This notebook makes use of the fantastic library `pytorch-metric-learning` developed and maintained by Kevin Musgrave. You can find the github at the following link:

- https://github.com/KevinMusgrave/pytorch-metric-learning

You can find a ton of useful metric learning modules there, along with a super friendly API for rapid training and evaluation. I recommend reading through the example notebooks because they are very well put together (below borrows from them heavily).

Here we use the library to train a basic whale detector using an efficient net backbone (https://arxiv.org/abs/1905.11946) with ArcFace loss (https://arxiv.org/abs/1801.07698). This is a very straightforward example and there are many ways to improve. Here are some suggestions:

- Change the train/validation split to better resemble the public LB.
- Change the model trunk.

.....

_PROBLEM DETAILS_.
Copy out the notebook introduction above in full, word for word.

_ENTRIES PROVIDED_.
.....

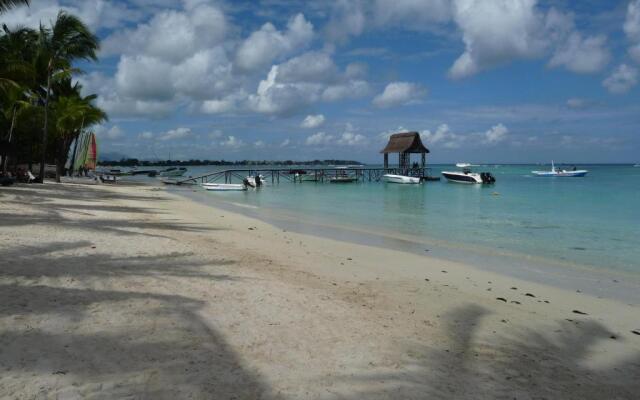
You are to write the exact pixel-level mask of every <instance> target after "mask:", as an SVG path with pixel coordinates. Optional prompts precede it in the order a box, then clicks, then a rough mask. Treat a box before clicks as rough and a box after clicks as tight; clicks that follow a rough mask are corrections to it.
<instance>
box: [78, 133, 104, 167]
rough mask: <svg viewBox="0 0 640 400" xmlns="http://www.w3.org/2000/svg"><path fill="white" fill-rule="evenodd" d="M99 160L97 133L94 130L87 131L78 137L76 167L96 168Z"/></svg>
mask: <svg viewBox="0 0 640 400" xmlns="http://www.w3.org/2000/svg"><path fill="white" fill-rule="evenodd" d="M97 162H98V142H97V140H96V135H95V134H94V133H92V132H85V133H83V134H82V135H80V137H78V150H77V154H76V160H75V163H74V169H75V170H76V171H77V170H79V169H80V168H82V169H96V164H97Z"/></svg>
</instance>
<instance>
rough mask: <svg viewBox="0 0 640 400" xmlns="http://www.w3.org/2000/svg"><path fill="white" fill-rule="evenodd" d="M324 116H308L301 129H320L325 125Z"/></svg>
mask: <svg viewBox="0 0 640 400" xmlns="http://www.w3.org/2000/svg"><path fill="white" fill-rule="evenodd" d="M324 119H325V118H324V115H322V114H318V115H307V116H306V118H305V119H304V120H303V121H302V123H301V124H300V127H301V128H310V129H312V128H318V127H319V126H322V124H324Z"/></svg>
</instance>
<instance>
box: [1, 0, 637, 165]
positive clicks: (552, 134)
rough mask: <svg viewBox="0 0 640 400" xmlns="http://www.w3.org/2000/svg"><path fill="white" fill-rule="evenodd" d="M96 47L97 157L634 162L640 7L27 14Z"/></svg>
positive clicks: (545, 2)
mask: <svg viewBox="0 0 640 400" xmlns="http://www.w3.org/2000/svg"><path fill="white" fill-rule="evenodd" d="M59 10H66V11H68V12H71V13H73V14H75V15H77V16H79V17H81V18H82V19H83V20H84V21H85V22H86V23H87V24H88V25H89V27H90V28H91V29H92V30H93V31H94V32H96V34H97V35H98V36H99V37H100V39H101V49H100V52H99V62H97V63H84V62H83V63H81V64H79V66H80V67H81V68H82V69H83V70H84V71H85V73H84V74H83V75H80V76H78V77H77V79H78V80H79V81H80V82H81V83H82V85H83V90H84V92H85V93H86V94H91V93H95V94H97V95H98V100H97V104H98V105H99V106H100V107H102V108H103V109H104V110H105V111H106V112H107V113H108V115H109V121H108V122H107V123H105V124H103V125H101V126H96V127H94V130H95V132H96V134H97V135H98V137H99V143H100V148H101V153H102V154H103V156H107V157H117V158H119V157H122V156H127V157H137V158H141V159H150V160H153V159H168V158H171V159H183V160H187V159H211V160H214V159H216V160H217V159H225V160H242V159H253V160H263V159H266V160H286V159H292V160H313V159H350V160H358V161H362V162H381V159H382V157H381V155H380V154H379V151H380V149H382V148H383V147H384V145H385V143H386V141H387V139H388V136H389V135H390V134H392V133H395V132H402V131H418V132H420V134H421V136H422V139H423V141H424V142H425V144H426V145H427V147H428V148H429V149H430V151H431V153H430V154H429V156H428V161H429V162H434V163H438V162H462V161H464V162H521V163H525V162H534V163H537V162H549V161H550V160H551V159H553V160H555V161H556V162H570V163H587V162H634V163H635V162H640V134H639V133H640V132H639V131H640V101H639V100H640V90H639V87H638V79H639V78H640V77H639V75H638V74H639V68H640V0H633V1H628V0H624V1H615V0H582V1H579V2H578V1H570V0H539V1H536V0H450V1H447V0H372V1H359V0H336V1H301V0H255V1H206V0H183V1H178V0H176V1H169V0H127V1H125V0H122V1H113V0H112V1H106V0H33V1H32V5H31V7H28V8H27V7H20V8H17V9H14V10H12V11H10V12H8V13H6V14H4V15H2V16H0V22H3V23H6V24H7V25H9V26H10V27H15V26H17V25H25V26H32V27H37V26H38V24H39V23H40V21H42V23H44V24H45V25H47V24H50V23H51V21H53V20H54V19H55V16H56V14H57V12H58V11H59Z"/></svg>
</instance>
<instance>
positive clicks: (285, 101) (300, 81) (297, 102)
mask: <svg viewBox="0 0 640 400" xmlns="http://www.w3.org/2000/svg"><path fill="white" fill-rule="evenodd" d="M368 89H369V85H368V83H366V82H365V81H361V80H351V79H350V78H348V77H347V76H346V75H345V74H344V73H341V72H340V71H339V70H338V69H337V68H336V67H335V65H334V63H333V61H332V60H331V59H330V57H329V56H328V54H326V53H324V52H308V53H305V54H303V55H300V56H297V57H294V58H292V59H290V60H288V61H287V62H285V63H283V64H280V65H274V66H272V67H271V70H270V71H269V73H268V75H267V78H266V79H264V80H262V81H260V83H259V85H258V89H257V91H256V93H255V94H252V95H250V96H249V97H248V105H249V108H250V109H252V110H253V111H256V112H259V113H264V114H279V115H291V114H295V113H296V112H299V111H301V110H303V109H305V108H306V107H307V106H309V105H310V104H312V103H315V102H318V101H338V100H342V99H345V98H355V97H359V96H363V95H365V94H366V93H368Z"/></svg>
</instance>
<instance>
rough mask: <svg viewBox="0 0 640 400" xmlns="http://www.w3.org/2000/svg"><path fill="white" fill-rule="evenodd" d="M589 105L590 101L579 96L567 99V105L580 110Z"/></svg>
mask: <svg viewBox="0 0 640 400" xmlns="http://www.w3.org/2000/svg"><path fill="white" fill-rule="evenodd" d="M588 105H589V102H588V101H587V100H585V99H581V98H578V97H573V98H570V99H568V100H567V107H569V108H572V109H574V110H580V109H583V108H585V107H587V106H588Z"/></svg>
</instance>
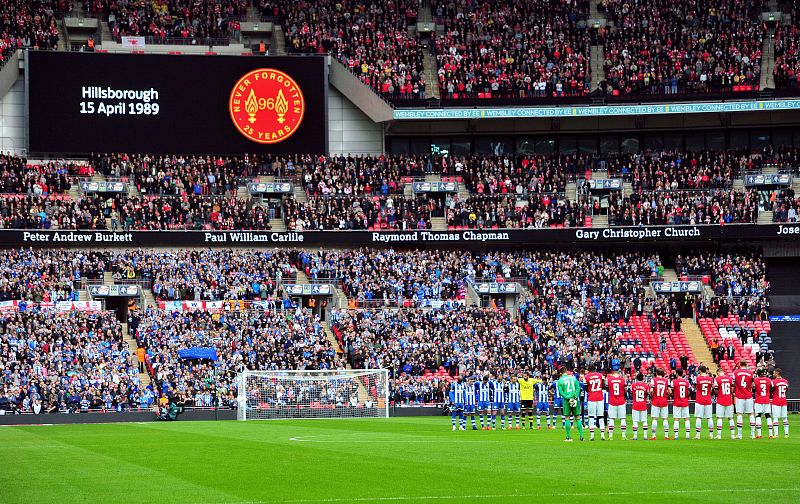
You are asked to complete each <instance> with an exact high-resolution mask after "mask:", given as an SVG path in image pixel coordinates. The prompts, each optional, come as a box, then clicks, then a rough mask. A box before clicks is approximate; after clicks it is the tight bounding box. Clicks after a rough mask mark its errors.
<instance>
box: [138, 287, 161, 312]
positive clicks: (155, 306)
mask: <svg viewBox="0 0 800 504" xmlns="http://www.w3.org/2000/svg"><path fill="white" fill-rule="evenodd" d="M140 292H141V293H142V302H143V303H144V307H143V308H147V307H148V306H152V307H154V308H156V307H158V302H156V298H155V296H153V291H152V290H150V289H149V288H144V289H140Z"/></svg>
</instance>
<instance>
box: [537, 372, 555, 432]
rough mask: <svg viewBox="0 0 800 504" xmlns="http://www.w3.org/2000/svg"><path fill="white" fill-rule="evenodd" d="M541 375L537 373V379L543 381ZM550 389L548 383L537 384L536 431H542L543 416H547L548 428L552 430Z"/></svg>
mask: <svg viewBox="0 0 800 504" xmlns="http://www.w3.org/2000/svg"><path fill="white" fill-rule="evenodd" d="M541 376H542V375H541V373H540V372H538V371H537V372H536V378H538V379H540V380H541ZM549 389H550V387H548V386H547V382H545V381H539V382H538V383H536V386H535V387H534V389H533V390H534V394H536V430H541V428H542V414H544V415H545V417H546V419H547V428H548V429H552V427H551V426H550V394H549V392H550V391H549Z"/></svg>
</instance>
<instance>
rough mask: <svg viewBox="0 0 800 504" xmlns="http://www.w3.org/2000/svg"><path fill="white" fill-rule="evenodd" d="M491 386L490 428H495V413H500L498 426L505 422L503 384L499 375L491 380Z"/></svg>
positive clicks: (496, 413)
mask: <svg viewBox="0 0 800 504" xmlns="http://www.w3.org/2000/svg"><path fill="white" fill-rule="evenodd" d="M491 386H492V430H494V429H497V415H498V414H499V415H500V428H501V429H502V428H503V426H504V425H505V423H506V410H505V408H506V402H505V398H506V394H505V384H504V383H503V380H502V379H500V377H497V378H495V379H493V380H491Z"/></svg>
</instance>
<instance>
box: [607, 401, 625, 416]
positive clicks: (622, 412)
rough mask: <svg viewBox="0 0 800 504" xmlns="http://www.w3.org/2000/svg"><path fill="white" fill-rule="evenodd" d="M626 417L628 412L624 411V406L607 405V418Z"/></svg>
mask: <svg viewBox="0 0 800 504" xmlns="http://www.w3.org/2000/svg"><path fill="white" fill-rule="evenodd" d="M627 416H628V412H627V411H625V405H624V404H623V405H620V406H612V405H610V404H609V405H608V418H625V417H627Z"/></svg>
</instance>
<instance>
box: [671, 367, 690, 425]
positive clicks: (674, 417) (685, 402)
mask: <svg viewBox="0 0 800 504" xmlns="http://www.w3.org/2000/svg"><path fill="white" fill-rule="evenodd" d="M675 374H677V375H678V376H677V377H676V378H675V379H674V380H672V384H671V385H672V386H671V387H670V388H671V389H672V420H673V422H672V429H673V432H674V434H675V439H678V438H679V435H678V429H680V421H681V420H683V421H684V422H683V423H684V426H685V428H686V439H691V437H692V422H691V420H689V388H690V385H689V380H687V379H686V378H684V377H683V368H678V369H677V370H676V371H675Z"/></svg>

.....

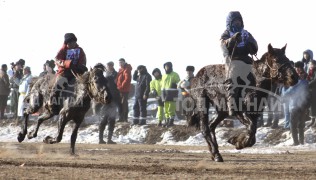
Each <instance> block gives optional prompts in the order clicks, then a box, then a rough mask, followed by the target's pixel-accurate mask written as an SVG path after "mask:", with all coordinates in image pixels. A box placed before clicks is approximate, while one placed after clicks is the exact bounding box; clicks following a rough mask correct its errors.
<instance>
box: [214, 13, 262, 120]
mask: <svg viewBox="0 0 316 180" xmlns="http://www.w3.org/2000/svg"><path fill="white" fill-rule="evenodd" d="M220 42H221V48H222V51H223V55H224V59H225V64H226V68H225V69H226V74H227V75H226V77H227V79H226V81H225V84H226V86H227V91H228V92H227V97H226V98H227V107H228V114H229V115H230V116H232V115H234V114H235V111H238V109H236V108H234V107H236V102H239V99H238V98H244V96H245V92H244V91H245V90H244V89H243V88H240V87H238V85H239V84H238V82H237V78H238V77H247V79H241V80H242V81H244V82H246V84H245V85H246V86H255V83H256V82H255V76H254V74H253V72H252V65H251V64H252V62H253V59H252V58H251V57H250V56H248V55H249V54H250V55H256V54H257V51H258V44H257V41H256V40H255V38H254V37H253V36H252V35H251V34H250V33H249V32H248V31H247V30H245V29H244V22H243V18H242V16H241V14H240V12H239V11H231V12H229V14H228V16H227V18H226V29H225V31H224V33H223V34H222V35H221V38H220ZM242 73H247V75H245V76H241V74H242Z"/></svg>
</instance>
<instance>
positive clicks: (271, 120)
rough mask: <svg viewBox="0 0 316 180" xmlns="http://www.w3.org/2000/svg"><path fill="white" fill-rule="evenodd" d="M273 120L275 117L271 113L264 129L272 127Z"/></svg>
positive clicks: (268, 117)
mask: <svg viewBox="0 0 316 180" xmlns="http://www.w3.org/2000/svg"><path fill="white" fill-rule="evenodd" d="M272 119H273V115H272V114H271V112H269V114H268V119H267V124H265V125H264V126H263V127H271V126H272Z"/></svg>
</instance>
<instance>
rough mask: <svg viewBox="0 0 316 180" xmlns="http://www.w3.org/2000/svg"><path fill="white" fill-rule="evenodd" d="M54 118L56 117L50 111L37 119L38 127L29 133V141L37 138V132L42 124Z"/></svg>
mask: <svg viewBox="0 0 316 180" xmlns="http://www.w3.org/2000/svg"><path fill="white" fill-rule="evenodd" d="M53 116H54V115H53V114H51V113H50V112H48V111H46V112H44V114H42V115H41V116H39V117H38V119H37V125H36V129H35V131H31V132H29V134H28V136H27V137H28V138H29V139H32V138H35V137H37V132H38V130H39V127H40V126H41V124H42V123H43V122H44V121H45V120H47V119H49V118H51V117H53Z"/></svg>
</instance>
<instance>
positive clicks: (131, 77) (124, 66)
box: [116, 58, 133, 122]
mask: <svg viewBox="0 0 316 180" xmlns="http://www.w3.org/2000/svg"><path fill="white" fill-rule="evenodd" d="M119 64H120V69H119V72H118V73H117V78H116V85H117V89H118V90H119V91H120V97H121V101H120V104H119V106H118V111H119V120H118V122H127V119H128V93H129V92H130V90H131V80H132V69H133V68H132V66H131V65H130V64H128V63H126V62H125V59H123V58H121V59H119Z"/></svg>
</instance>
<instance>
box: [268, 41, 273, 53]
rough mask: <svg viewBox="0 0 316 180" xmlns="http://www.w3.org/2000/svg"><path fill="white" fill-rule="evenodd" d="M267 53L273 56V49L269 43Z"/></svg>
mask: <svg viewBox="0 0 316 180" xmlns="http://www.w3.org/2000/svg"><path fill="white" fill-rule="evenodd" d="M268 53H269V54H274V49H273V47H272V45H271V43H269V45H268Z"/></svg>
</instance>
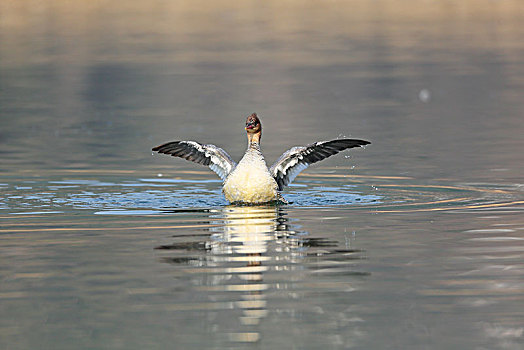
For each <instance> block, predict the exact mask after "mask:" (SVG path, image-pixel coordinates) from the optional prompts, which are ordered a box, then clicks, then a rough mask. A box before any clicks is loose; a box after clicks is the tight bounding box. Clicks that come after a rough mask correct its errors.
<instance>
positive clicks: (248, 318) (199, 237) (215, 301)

.....

_ANSWER TO THIS TASK_.
This notebook makes use of the fantastic library `pytorch-metric-learning` developed and maintained by Kevin Musgrave. You can find the github at the following link:

- https://github.com/KevinMusgrave/pytorch-metric-learning

You can find a ton of useful metric learning modules there, along with a super friendly API for rapid training and evaluation. I recommend reading through the example notebooks because they are very well put together (below borrows from them heavily).

Here we use the library to train a basic whale detector using an efficient net backbone (https://arxiv.org/abs/1905.11946) with ArcFace loss (https://arxiv.org/abs/1801.07698). This is a very straightforward example and there are many ways to improve. Here are some suggestions:

- Change the train/validation split to better resemble the public LB.
- Change the model trunk.